• PROBLEM TO WORK ON
Write out the entries below once more, exactly.

• DATA TO USE
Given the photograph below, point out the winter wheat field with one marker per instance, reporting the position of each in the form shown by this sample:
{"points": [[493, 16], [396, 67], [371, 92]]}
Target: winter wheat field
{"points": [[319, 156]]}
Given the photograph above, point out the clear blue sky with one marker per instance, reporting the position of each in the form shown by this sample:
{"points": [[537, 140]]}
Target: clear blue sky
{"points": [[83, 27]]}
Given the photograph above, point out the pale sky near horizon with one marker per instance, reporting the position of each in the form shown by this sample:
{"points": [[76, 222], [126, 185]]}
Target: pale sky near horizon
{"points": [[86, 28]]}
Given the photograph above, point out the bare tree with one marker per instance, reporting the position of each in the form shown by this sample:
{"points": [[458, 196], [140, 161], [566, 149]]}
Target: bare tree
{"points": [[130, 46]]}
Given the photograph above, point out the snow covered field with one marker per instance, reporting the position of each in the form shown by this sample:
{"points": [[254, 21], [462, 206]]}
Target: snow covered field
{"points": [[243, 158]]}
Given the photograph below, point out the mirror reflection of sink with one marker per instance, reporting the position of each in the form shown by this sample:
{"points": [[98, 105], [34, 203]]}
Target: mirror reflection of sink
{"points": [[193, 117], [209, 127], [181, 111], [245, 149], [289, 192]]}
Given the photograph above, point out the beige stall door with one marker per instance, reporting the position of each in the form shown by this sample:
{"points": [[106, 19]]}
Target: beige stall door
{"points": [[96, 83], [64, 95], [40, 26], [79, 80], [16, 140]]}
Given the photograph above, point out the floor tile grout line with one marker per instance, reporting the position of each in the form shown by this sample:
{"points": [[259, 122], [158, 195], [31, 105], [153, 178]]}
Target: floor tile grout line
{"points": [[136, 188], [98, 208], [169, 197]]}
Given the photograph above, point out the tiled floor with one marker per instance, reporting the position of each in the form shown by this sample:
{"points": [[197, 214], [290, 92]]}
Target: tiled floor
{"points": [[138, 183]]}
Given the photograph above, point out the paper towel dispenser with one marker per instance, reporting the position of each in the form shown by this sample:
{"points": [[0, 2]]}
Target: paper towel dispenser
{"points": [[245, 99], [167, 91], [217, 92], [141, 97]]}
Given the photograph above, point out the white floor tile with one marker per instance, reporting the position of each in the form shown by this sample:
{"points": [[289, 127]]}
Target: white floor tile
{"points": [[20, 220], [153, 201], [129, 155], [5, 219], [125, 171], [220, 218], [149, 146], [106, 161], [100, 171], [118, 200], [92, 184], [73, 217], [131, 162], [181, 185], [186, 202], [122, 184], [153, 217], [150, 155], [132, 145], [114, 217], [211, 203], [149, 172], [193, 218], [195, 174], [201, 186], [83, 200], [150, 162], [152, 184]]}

• SOLUTION TO THE EXERCISE
Given the photograph below, point out the winter wheat field with one marker per instance, reporting the position of each in the form shown by this sample:
{"points": [[493, 16], [396, 67], [371, 92]]}
Target: winter wheat field
{"points": [[319, 156]]}
Given the photograph above, point out the clear blue sky with one marker per instance, reporting the position of each in the form shown by this sample:
{"points": [[537, 140]]}
Target: clear blue sky
{"points": [[83, 27]]}
Given the photograph above, point out the pale sky near horizon with one marker per instance, reporting the position of each in the form shown by this sample:
{"points": [[76, 222], [126, 185]]}
Target: pale sky near horizon
{"points": [[86, 28]]}
Given the photograph above, point out the bare tree with one marker per instance, reporting the position of each in the form shown by this sample:
{"points": [[458, 196], [140, 161], [566, 149]]}
Target: bare tree
{"points": [[130, 46]]}
Given the photograph above, point out the snow covered field with one marker per instance, reporting the position of each in the form shown by this sample:
{"points": [[254, 21], [462, 206]]}
Target: snow covered field
{"points": [[243, 158]]}
Given the photograph below, point out the mirror reflection of sink with one marker per instance, reporting the position of each in the form shown by this sample:
{"points": [[98, 105], [34, 203]]}
Target: mirror reflection of sink
{"points": [[193, 117], [209, 127], [181, 111], [245, 149], [289, 192]]}
Given the photograph above, point out the beige stall door with one marker per instance, reporting the position of each in the form shown by this sample:
{"points": [[106, 19]]}
Target: beige stall door
{"points": [[96, 83], [64, 95], [40, 26], [79, 80], [16, 140]]}
Given the photograph above, point out the floor tile grout line with one marker per instance, reporting the position of each in the form shown by this sample:
{"points": [[259, 122], [158, 195], [31, 105], [153, 178]]}
Target: floor tile grout line
{"points": [[136, 188], [98, 208], [169, 197]]}
Given the photograph above, point out the tiled floor with one marker per instance, reporting the position of each in the form shown by this sample:
{"points": [[197, 214], [290, 92]]}
Target: tiled floor
{"points": [[138, 183]]}
Given the photograph above, point out the paper towel dispenser with one marker per instance, reporting the position of each in the form shown by this sample:
{"points": [[0, 2]]}
Target: paper towel dispenser
{"points": [[245, 99], [167, 91], [217, 92], [141, 97]]}
Given the photograph above, point out the white floor tile with one marker per instance, reporting the position of each in the form shown by this sample:
{"points": [[289, 127]]}
Target: white floor tile
{"points": [[20, 220], [153, 201], [129, 155], [5, 219], [125, 171], [220, 218], [149, 146], [106, 161], [100, 171], [118, 200], [92, 184], [73, 217], [131, 162], [181, 185], [186, 202], [122, 184], [153, 217], [150, 155], [132, 145], [114, 217], [211, 203], [149, 172], [193, 218], [195, 174], [201, 186], [83, 200], [150, 162], [152, 184]]}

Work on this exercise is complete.